**Job:** Render the lines from the one containing "of the large" to the one containing "242], [319, 221]]", both included, as a numbered list with blank lines omitted.

-- START Data for processing --

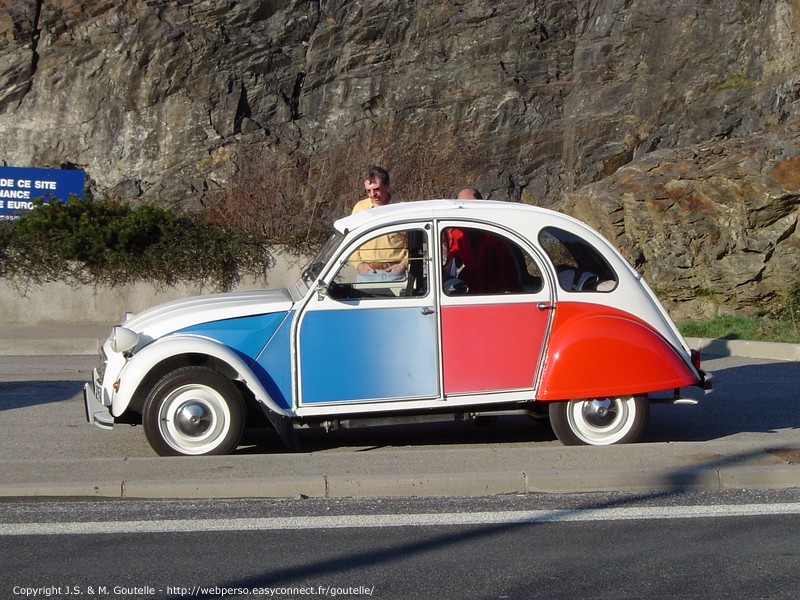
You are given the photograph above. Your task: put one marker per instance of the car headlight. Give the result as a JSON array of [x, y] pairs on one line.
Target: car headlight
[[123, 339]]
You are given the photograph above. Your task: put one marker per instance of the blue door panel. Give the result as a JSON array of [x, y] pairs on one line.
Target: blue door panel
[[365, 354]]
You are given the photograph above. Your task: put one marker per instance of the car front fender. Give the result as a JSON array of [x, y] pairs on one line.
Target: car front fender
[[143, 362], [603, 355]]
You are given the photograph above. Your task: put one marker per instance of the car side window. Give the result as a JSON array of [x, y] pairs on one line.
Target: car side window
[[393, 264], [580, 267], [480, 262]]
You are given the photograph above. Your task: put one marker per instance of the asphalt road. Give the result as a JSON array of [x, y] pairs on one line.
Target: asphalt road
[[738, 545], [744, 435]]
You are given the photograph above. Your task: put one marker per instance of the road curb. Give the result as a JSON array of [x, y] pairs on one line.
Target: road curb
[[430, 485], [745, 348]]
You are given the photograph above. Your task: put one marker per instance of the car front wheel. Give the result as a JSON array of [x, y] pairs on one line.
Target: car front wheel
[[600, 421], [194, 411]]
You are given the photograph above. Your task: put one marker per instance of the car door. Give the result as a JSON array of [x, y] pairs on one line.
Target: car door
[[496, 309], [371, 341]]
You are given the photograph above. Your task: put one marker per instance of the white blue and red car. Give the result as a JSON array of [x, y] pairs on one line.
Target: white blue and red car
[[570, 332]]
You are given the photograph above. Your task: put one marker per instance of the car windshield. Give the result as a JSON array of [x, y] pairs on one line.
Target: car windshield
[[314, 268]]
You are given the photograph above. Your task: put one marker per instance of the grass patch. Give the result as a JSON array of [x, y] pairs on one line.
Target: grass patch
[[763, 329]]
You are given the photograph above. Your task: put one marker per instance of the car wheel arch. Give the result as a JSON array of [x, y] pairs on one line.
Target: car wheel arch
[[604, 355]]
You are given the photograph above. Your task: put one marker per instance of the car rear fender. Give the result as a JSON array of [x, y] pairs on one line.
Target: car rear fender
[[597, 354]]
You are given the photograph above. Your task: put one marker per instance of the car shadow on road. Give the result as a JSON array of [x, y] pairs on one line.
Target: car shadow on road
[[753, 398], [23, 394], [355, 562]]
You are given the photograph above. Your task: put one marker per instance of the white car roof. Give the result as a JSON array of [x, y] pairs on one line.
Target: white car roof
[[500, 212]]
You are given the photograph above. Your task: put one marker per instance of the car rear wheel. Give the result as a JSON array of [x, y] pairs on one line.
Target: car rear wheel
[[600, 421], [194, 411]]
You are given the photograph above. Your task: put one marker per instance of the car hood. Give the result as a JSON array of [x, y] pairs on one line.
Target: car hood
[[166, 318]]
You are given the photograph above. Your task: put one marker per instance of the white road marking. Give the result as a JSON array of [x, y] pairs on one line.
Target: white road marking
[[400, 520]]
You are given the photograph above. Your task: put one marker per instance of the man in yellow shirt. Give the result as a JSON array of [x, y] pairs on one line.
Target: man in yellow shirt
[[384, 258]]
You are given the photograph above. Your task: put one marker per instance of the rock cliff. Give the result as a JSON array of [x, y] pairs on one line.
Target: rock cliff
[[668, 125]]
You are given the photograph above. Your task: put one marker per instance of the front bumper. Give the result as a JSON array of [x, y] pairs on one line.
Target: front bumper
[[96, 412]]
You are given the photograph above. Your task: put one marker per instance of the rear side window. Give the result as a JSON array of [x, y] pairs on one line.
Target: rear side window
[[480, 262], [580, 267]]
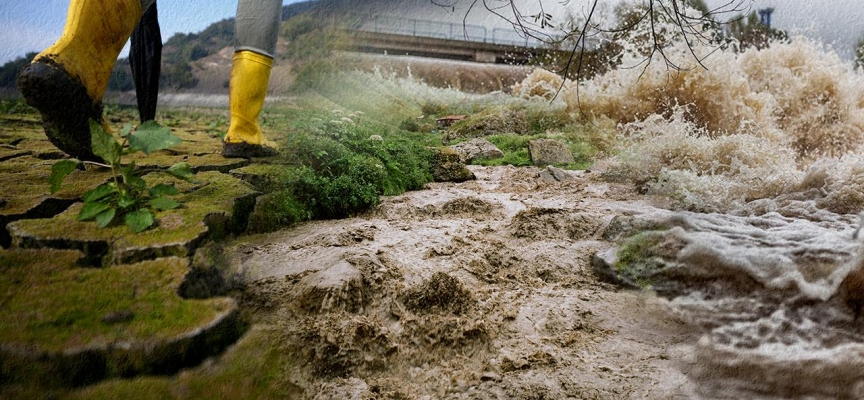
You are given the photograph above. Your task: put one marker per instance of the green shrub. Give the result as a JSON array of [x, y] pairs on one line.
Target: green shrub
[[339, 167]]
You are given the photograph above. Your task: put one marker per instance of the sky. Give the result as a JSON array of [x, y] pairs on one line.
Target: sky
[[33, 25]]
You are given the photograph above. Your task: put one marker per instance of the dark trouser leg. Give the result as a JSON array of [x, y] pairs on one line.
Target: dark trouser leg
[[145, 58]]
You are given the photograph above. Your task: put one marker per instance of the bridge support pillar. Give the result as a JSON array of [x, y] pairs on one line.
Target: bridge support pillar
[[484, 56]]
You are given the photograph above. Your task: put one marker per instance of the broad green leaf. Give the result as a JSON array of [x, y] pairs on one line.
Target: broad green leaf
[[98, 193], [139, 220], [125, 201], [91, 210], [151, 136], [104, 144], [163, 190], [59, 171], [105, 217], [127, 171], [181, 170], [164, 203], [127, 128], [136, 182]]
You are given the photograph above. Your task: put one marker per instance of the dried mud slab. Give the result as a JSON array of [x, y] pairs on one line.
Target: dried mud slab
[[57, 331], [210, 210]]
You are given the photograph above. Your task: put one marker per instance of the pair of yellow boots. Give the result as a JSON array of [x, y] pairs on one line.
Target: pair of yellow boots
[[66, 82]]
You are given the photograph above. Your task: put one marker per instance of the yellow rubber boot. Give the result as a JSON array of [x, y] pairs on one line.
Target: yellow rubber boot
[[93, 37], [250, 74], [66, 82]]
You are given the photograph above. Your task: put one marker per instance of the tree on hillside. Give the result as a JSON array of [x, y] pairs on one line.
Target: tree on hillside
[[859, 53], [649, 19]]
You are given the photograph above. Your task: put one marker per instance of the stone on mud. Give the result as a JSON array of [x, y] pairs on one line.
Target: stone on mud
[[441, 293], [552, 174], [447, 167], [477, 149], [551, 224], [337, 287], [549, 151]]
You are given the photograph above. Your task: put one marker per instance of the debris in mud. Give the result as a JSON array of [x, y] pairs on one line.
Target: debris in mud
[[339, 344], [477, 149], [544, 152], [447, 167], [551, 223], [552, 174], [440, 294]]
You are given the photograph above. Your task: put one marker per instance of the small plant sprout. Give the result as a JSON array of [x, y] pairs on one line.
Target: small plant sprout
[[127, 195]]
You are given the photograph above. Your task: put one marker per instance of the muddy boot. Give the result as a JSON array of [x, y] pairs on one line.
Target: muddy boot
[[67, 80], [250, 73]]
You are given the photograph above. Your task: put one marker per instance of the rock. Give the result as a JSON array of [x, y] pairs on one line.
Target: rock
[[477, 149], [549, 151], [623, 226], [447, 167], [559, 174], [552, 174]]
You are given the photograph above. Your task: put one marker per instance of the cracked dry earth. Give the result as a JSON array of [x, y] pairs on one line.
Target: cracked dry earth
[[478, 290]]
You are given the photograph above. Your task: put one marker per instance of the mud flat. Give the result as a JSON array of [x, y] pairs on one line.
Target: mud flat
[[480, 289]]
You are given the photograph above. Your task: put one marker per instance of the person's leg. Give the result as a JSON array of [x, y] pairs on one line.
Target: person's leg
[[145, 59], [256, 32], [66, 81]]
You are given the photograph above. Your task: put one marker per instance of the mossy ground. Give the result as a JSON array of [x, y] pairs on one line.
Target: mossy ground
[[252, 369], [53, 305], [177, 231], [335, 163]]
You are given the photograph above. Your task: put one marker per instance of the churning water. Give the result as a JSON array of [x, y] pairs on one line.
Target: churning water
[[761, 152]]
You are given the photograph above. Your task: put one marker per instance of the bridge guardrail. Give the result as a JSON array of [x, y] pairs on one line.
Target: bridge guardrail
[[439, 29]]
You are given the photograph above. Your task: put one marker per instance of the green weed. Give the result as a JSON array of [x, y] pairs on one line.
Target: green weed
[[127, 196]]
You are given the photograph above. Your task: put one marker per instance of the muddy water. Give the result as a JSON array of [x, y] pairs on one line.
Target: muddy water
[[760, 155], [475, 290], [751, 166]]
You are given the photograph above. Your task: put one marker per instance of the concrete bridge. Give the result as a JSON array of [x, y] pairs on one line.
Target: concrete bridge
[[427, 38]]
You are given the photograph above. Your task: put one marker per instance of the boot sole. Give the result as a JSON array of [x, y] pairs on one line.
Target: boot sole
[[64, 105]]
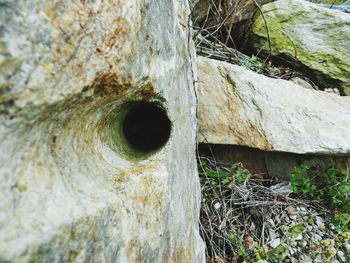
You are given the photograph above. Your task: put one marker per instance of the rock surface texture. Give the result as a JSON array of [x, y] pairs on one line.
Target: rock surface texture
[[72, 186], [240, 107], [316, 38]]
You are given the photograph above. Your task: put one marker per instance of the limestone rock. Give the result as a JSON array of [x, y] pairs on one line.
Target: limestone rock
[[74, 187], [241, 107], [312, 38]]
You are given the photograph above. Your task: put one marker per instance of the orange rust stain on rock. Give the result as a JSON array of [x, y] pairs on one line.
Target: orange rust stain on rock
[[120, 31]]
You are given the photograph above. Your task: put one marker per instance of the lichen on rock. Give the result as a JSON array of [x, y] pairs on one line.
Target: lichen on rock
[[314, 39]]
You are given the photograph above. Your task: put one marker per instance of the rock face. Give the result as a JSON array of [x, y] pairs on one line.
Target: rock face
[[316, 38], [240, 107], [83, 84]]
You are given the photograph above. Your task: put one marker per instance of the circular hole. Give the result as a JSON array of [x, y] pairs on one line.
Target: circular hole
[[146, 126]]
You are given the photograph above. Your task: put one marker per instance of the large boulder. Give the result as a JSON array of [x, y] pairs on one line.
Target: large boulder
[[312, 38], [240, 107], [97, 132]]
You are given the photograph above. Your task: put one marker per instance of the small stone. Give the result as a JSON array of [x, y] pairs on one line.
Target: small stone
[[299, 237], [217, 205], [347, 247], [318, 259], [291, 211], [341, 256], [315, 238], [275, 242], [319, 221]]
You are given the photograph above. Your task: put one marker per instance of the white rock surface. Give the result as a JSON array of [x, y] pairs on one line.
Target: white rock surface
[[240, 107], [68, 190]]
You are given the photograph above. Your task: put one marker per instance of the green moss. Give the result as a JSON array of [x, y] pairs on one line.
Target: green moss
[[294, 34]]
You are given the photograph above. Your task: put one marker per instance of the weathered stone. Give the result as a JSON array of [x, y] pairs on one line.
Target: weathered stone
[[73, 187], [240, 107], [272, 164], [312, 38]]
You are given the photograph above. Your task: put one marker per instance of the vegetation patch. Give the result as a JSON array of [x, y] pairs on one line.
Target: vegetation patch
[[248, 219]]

-- END Data for processing --

**Final answer:**
1. You are given the photograph above. Your task: put one marker per instance of the large boulder. Give the result as a JSON array of [x, y] pairs on one line.
2. Target: large boulder
3. [[312, 38], [240, 107], [97, 132]]
4. You are given the photograph above. Your task: put one marker per instance of the small stone. Give the result as a JSON array of [x, y] pairs on one line.
5. Target: small stone
6. [[299, 237], [217, 205], [347, 247], [318, 259], [291, 211], [341, 256], [315, 238], [275, 242], [319, 221]]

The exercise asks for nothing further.